Por Diego A. Manrique.
Bob Dylan llega hoy a los 75 años con la cabeza bien alta. Recibido en la Casa Blanca, es citado por jueces y filósofos. Acumula los suficientes reconocimientos para permitirse acudir a recoger premios… o no (recuerden el Príncipe de Asturias). Hasta Duluth, la ciudad donde nació, escenifica la reconciliación con su hijo ingrato. Y le conceden una nueva oportunidad en la ficción audiovisual: con dinero de Amazon, Lionsgate prepara una serie basada en su cancionero.
Se acepta su modus operandi, que nada tiene de normal. Desde 1988, ofrece un centenar de conciertos anuales. No obedece a imperativos económicos, como ocurre con tantos veteranos de la canción: los derechos de autor y las regalías de sus discos le permitirían retirarse o dosificar sus apariciones. Es una opción personal: entiende su existencia como una actualización del oficio del juglar, en perpetuo movimiento pero encerrado en su burbuja.
Su planteamiento incluye también la reinvención de su repertorio. Nada ha dañado tanto su reputación como el persistente maltrato en directo de su obra, agravado por sus carencias vocales. Cabe sospechar que tampoco Dylan se siente muy seguro de sus frutos: tras casi treinta años de su Never ending tour, no ha editado ningún álbum live, aparte de temas sueltos. Parece haberse alcanzado cierto equilibrio entre sus misteriosas necesidades creativas y las expectativas de su público.

**********

**Tareas por hacer**
1. Escala las entradas desde la línea que contiene "Target = icy twig in background" hasta el final de las entradas, ambas incluidas. Vuelve a escribir todas esas líneas, pero multiplica cada coordenada por 1,6 y redondea al número entero, con las mitades hacia arriba.
2. Retoma el artículo sobre Bob Dylan y síguelo escribiendo desde donde termina.

**Entradas proporcionadas**
**********

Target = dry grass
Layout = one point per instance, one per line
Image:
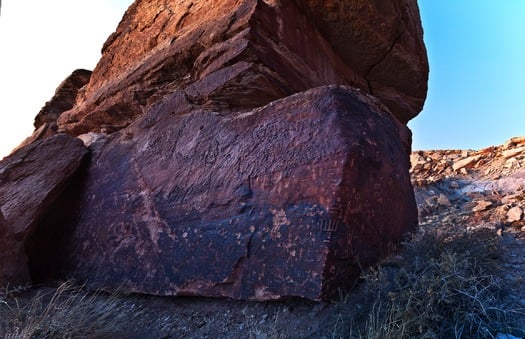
(449, 286)
(65, 312)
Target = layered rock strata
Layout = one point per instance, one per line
(236, 150)
(31, 180)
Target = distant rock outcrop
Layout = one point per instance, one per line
(242, 148)
(285, 200)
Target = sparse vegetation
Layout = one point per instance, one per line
(449, 286)
(68, 311)
(442, 285)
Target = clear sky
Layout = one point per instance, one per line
(476, 50)
(476, 95)
(42, 42)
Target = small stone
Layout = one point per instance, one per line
(443, 200)
(514, 214)
(513, 152)
(506, 336)
(482, 206)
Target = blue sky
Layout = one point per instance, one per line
(476, 50)
(476, 95)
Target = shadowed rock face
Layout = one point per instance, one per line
(64, 97)
(235, 151)
(285, 200)
(236, 55)
(31, 179)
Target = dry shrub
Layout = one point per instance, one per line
(68, 311)
(447, 287)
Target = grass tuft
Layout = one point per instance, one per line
(68, 311)
(449, 287)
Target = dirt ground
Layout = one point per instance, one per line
(450, 198)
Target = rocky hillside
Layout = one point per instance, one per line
(481, 188)
(462, 269)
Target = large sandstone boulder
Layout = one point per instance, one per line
(290, 199)
(383, 42)
(233, 55)
(235, 150)
(31, 179)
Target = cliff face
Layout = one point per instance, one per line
(236, 55)
(248, 149)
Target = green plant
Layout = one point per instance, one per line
(449, 288)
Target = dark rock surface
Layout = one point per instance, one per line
(31, 179)
(286, 200)
(234, 151)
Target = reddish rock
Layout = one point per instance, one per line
(381, 41)
(235, 55)
(31, 179)
(290, 199)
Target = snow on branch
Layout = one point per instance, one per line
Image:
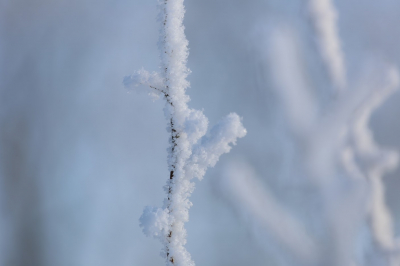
(191, 149)
(153, 81)
(323, 17)
(256, 204)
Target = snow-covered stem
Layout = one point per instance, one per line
(191, 150)
(323, 16)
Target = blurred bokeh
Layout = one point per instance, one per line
(80, 156)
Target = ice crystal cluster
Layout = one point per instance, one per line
(192, 147)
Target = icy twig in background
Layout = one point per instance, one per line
(374, 162)
(323, 17)
(240, 186)
(191, 150)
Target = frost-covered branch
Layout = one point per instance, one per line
(241, 187)
(323, 17)
(374, 162)
(191, 151)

**********

**Resultados por tarea**
1.
Target = icy twig in background
Layout = one point per instance, one per line
(598, 259)
(517, 27)
(384, 298)
(306, 240)
Target = frost-covered branch
Layout = one point per instance, one per line
(386, 299)
(517, 27)
(598, 259)
(306, 242)

2.
Pocos artistas han mantenido una relación tan antagónica con sus seguidores primigenios. Solo podemos calibrar esa tensión si asumimos que Dylan fue mucho más que un cantante: en los sesenta, portaba la antorcha que iluminaba la insurgencia generacional. En la primera oportunidad, rechazó el papel de profeta (algo perfectamente comprensible, considerando los finales de Malcolm X, Robert Kennedy o Martin Luther King), lo que creó sensación de orfandad entre sus fieles. Con el tiempo, estos discípulos han aceptado a regañadientes algunos de sus volantazos: el acercamiento al country, el valor musical de sus coléricos discos de cristiano fundamentalista.
Pero queda un poso de rencor. Felizmente para Dylan, ha ido renovando su grey. Se han incorporado fans de las siguientes generaciones, que no comparten esa sensación de haber sido traicionados ni hacen comparaciones con el Dylan imperial(1965-6). Se ha librado así de procesos revisionistas: las luminarias del feminismo han obviado sus venenosos retratos de las mujeres que le desairaron durante los sesenta, mientras que Mick Jagger ha sido triturado por la misoginia de las canciones que hacía en la época.
Dylan ha alcanzado un extraordinario grado de libertad: se mueve en las sombras, raciona las entrevistas, evita comprometerse. Un ejemplo de su ductilidad: el hombre que presumía de haber liquidado el negocio de Tin Pan Alley (la fábrica de standards que nutría a crooners y torch singers)ahora puede permitirse dar su visión de lo que llaman el Great American Songbook.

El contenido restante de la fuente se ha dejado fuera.